When you think of a “hateful” person, what do you think of? Someone with a biting sarcasm and so much nastiness about them that they’re pretty much a human repellent? I’ve known a few people like that – so mean-spirited it’s a wonder they could stand themselves.
Then again, maybe they couldn’t and that’s why they’re so mean.
I’m actually not thinking about the word “hateful” in regards to how a person acts, though. I’m not thinking of it as an action verb as much as a state of being verb. I’m actually thinking about the following definition of the word:
Hateful – full of or expressing hate; malignant
Sadly, there are a lot of people who are full of hate and this makes them, just as the definition says, malignant.
Malignant:
- disposed to cause harm, suffering, or distress deliberately
- very dangerous or harmful in influence or effect.
Ugly stuff, right? It’s especially ugly when you think of a truth we’ve all heard for years: How we treat others says more about US than it does THEM.
Be kind. Everyone you meet is fighting a hard battle. – T.H. Thompson
I can’t imagine that anyone would wake up in the morning and tell their cat, “I’d sure like to be malignant today! Yep, that’s what I’m going to do. I’m going to spread destruction, suffering, and hatred. If I get cracking, maybe I can contaminate a good 10 people or more before lunch.”
Nah. Maybe I’m naive, but I doubt there are any human Grinches walking around. More likely than not, having a sour disposition has crept up on them and they don’t even realize it. They’ve become a negative, cynical, pessimistic, and hateful person without even realizing it.
That’s how all bad habits take root in our lives. Over time, they slowly soak into us until they become one with us. If left to their own devices, they come to define us. Think for a minute about the people you know – most of them, when you think of their name, conjure up an attribute or characteristic. Personally, I can’t think of anything worse than to be considered “hateful.”
The problem with being filled with hate (anger, resentment, bitterness – or any of its other cousins) is two-fold:
- hate makes its host miserable
- the host then takes it out on everyone else
Personally, I think some people treat others badly – not so much because of who the other person is – but because of the hateful seed deep within themselves.

########

» **WHAT THIS EXERCISE ASKS**
[1] Answer these questions about the piece on hatefulness:
(a) What definition of "hateful" does the writer say they are thinking of?
(b) To whom is the line "Be kind. Everyone you meet is fighting a hard battle." attributed?
(c) What two parts make up the problem described as "two-fold"?
[2] In the piece on hatefulness, switch "years" to "decades" and write out the passage from "Ugly stuff, right?" up to and including "it does THEM.".
The entries after this play no part in it.

########

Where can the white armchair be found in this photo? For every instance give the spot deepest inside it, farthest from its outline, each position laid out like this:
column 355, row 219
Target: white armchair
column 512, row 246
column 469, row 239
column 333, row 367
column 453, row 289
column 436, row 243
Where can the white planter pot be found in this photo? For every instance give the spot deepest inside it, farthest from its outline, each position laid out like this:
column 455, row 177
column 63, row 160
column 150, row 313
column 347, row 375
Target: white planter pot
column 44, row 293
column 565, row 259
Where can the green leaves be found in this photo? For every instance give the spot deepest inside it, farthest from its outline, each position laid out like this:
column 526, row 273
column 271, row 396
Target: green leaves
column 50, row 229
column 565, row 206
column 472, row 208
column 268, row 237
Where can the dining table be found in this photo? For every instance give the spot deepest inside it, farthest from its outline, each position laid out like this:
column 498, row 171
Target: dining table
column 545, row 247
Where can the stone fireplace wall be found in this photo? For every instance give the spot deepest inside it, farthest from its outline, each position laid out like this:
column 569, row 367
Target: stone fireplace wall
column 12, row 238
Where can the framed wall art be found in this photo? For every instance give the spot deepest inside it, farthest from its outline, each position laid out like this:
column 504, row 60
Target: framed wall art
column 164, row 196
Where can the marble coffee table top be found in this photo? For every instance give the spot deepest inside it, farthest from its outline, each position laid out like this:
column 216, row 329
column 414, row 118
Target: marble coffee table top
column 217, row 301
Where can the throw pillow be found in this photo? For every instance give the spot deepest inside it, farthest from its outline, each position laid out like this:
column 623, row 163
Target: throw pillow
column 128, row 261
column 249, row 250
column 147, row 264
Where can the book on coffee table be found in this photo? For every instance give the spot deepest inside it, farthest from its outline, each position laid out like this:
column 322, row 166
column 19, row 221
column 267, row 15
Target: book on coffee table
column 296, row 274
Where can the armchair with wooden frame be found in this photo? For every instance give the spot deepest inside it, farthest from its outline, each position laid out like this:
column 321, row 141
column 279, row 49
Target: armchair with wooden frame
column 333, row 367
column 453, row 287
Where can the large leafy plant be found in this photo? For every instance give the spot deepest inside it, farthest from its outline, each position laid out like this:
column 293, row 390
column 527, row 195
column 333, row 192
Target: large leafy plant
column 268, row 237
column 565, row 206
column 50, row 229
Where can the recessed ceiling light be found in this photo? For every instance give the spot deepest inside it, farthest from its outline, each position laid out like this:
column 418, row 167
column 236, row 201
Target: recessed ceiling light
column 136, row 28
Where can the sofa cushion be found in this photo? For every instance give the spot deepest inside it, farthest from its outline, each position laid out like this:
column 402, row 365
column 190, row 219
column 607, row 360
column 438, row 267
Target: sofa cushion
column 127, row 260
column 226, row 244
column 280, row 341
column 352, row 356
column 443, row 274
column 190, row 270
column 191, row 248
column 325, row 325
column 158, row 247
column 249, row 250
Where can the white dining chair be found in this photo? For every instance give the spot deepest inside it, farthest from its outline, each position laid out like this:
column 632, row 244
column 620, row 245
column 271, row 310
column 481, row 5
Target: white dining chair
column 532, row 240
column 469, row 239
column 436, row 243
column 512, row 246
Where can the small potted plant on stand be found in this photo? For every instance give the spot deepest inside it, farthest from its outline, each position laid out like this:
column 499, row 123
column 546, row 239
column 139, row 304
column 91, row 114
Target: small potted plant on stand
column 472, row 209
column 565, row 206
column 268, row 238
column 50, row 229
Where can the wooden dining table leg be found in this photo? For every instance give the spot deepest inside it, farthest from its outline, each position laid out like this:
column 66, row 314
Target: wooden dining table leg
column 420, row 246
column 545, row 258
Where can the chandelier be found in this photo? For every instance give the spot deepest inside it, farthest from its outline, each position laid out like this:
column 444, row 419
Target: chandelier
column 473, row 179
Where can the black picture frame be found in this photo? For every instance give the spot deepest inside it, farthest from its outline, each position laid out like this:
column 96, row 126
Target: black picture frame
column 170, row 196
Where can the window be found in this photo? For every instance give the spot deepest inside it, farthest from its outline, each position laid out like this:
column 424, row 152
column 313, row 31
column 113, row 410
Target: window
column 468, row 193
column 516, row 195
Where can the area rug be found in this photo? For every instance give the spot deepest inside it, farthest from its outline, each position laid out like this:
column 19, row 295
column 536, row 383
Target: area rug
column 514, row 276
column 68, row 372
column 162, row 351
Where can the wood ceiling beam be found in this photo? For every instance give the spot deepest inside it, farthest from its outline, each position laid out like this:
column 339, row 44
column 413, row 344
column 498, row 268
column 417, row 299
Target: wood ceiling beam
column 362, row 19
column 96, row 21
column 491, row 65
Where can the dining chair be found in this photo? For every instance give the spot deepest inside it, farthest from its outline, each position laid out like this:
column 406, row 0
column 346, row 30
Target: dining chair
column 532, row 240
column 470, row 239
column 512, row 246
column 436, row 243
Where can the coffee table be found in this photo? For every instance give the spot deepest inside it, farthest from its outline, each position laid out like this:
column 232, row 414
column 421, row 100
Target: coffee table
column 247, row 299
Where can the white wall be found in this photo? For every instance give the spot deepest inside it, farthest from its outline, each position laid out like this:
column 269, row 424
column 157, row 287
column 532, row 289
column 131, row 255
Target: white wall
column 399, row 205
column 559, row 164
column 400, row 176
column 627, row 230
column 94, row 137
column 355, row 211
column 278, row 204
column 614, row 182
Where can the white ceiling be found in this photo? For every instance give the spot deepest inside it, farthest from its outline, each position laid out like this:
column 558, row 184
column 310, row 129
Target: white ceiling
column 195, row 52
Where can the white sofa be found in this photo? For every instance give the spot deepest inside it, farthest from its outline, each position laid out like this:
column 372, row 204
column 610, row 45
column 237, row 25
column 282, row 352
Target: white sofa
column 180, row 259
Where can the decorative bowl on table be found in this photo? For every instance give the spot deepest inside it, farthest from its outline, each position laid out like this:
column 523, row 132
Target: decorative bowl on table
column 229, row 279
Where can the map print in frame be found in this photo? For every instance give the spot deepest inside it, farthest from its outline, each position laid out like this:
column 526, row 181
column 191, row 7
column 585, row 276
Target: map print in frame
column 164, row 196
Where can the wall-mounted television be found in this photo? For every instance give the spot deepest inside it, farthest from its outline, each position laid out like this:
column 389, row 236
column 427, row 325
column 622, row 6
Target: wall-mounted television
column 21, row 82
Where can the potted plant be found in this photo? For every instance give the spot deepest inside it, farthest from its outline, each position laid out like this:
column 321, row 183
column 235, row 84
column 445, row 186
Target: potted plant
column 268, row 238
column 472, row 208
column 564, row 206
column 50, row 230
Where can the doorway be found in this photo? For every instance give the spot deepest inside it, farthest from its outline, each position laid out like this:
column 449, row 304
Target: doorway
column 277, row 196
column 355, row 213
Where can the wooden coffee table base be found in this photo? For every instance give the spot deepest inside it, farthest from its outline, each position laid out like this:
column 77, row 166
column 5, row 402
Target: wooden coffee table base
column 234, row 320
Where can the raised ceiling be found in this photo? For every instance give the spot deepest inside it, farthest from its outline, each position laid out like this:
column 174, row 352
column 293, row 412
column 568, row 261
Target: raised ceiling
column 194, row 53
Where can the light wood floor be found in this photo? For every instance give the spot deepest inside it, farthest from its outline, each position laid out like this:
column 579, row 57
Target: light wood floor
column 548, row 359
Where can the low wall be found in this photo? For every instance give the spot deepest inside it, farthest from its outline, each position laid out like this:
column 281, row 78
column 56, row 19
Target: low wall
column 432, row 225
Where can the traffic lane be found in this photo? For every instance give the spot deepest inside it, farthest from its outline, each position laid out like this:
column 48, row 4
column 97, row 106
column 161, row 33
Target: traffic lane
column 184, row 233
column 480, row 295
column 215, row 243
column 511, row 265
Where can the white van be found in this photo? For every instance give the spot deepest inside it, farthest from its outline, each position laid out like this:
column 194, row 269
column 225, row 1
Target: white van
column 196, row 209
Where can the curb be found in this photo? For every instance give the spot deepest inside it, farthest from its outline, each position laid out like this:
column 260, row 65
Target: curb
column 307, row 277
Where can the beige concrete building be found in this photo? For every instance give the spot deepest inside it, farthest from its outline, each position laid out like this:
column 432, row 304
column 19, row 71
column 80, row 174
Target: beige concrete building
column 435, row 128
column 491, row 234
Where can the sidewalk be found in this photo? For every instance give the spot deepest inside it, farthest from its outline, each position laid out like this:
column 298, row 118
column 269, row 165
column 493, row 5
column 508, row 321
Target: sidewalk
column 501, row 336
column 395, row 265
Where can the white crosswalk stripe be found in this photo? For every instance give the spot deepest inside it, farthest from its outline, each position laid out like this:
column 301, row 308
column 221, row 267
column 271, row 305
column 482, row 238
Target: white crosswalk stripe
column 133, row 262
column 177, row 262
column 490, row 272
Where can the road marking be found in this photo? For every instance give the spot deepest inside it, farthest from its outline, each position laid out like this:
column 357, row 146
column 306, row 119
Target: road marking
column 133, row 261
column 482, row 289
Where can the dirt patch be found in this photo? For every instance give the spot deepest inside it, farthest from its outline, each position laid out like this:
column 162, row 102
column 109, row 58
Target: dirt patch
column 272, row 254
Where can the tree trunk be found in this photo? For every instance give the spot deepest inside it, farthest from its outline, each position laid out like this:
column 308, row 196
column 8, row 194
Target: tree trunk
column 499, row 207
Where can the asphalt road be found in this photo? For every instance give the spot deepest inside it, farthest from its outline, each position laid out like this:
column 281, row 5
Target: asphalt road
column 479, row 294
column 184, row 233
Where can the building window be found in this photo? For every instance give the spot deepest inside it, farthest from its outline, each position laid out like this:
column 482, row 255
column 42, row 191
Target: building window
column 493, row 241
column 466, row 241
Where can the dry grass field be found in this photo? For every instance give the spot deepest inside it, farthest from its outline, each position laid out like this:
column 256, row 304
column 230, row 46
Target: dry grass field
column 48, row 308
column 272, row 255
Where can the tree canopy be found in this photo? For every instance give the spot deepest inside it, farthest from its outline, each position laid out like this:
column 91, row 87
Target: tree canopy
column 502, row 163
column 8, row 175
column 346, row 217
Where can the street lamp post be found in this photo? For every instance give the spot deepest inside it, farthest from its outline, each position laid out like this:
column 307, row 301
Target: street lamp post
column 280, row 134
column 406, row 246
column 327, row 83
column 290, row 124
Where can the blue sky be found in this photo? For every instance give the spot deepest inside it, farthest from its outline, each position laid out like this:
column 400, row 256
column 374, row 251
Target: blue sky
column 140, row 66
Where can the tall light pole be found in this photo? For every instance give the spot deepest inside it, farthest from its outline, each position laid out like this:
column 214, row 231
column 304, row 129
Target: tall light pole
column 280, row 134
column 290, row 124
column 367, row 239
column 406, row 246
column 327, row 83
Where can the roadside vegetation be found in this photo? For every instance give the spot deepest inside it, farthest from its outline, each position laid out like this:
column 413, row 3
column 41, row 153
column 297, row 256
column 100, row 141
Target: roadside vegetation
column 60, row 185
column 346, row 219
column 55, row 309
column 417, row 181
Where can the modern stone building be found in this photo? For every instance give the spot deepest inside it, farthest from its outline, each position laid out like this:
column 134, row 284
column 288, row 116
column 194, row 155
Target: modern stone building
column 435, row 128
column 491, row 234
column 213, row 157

########

» **RESULTS FOR THE EXERCISE**
[1]
(a) Full of or expressing hate; malignant.
(b) T.H. Thompson.
(c) Hate makes its host miserable, and the host then takes it out on everyone else.

[2]
Ugly stuff, right? It’s especially ugly when you think of a truth we’ve all heard for decades: How we treat others says more about US than it does THEM.